*YOUR GOAL*.
Print the records below exactly, leaving out nothing.

*Dataset entries*.
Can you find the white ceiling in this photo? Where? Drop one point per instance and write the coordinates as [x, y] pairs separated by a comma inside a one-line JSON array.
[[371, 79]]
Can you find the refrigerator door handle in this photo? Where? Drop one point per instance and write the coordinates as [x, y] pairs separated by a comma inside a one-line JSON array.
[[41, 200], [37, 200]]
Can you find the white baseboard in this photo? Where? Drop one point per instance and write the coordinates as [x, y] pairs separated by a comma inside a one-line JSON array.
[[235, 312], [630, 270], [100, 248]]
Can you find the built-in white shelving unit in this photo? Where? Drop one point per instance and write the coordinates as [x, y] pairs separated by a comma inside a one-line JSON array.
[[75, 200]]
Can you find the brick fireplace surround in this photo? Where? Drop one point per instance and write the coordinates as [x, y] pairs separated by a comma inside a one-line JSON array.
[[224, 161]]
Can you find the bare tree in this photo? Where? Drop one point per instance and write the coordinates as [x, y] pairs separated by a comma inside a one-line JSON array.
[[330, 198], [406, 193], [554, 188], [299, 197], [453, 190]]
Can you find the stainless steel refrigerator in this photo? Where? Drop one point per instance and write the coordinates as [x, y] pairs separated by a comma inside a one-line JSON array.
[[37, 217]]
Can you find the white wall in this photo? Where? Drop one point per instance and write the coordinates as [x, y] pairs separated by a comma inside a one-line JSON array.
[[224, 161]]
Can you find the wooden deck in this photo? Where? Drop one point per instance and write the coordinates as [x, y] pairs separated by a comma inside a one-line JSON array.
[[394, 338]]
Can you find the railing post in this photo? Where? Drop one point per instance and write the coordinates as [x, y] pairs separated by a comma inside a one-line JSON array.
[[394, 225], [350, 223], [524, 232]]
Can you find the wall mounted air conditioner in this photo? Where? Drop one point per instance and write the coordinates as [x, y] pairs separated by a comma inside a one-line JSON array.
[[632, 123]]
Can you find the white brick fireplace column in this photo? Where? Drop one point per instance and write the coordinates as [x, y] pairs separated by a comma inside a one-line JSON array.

*REPLY*.
Can you find the white ceiling in this photo? Where? Drop one point per instance and write the coordinates as [x, y] pairs separated by a comma inside a one-line JSON array.
[[371, 79]]
Can you find the refrigerator door handle in this photo? Where? Drop one point per instance and write the coordinates as [x, y] pairs separated by a comma inside a one-line JSON array.
[[41, 200], [37, 200]]
Can you find the white baseboard in this photo? Where? Drop one point per instance and write the coordinates as [x, y] pairs separated by a comma inside a one-line JSON array.
[[235, 312], [630, 270], [100, 248]]
Can you find the built-in white shelving unit in this photo? Where? Drop one point per instance and write the coordinates as [x, y] pairs separated by a comma inside a one-line JSON array.
[[75, 200]]
Can you find the brick fireplace surround in this photo? Where? Drop one point per instance and write the coordinates as [x, y] pairs separated by a comma inside a one-line JSON array.
[[224, 161]]
Can you find the bare tree in this photo? Where? Drop one point per instance and write the coordinates as [x, y] pairs separated by a comma inside a one-line JSON array.
[[330, 198], [406, 193], [554, 188], [299, 197], [453, 190]]
Can you find the stainless steel refrigerator in this photo? Where? Drop one point per instance and write the coordinates as [x, y] pairs separated by a comma inside a one-line JSON array.
[[37, 217]]
Can you find the white wall in this photo? Where? Drop one point per instance and write the coordinates as [x, y] pairs separated by a comma inside a one-line JSON array.
[[224, 161]]
Can you find the wooden deck in this photo? Where? Drop one point per instance and write the coordinates as [x, y] pairs separated by a comma inside a one-line JSON array.
[[394, 338]]
Can you find the railing post in this photo? Where? Drop one point per instance and write the coordinates as [x, y] pairs separated by a comma inside a one-line JSON array.
[[394, 225], [350, 223], [524, 232]]
Can you find the wall mounted air conditioner in this photo? Where? Drop one point per instance and write the coordinates as [x, y] pairs separated by a comma inside a one-line JSON array.
[[632, 123]]
Can you find the white brick fireplace column in this photo? Where? Drop one point per instance and write the coordinates as [x, y] pairs separated by a comma inside a one-line JSON array.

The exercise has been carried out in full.